* **WHAT THIS TASK INVOLVES**
With both ends included, transcribe exactly the records below from their first line to the line that contains "[[281, 215], [108, 332], [312, 40]]".

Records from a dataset
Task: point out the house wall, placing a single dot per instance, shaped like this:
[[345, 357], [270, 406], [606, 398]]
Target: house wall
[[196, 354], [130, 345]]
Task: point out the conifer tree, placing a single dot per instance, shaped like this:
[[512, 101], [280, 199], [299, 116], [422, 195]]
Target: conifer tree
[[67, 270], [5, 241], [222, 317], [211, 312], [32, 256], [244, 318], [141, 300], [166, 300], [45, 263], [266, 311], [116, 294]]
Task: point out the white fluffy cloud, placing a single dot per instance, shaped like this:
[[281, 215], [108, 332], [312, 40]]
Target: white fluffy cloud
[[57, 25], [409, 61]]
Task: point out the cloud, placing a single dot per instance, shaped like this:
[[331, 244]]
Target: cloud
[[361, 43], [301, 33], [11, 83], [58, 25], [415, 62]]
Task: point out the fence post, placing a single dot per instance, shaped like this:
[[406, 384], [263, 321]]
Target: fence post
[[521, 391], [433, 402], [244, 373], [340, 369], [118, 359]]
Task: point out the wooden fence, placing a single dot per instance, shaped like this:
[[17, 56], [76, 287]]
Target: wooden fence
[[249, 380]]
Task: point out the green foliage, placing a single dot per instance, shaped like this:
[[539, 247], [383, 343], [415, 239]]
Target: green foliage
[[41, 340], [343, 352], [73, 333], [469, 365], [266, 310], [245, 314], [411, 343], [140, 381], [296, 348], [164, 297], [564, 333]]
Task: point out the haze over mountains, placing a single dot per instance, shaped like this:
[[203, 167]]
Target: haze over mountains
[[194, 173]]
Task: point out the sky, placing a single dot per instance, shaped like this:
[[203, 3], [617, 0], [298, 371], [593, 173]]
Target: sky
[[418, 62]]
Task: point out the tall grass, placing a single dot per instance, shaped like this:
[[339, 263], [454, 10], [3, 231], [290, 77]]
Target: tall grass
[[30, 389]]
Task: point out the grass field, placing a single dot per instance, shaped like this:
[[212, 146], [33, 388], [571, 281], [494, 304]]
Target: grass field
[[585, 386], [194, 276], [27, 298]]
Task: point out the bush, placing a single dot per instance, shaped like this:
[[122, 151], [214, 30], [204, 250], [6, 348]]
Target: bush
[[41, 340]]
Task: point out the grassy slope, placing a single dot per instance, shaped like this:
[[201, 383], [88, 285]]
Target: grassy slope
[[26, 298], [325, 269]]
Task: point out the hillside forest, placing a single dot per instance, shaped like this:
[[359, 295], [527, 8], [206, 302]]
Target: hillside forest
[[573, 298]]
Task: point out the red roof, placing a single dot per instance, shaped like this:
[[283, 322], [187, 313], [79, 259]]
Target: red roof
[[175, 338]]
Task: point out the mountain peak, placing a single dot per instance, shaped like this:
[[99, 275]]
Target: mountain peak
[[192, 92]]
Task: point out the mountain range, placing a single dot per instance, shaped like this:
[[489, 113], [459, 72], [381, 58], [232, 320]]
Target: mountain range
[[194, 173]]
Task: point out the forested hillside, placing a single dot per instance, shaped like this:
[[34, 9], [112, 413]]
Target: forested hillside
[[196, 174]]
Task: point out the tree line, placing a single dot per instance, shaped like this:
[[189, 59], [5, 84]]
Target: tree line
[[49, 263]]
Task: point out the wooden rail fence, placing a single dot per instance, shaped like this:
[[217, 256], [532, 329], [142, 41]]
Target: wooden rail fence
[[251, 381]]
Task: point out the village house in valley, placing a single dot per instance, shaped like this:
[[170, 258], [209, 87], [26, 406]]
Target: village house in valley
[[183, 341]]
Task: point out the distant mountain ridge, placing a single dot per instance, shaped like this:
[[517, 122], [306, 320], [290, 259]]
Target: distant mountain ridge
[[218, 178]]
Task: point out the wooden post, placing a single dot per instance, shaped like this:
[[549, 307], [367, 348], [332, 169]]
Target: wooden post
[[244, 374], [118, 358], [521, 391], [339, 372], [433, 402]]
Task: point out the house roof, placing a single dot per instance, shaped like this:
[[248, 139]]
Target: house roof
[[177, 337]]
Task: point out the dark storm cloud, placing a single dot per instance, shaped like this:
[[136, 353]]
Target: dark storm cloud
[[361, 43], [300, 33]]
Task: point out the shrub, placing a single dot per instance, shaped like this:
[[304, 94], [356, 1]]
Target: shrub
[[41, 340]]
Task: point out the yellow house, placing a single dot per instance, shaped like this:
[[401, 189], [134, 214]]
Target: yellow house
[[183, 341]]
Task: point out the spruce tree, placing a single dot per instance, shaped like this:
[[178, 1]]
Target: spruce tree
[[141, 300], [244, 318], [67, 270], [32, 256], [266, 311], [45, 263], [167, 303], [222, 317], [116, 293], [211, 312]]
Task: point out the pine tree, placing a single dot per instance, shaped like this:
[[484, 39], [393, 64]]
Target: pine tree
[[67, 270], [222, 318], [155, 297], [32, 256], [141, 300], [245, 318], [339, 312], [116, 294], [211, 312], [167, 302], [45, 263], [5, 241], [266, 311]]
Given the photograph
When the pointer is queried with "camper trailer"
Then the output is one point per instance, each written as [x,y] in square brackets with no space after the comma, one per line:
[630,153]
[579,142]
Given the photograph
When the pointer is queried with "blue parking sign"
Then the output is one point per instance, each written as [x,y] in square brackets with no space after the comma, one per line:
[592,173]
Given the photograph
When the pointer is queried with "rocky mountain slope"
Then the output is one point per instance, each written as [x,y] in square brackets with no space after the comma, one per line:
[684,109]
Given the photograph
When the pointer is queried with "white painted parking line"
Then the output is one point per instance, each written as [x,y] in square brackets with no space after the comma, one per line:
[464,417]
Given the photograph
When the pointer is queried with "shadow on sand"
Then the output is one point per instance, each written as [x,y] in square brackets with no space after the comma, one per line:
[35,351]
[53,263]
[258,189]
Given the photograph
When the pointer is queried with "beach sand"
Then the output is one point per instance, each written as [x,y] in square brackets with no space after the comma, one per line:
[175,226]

* **OUTPUT OF THE EXERCISE**
Task: point out the house wall, placing a single dot per instance, shaped like this:
[[345, 357], [270, 406], [606, 398]]
Target: house wall
[[196, 354], [130, 345]]
Task: point out the conifer tree, placing a single dot per instance, shaped like this:
[[512, 101], [280, 199], [299, 116], [422, 195]]
Target: conifer tree
[[67, 270], [5, 241], [222, 317], [211, 312], [32, 256], [244, 318], [141, 300], [166, 300], [45, 263], [266, 311], [116, 294]]
Task: point out the white fluffy cloud, placing a single dot per instance, shaped like this:
[[281, 215], [108, 332], [312, 40]]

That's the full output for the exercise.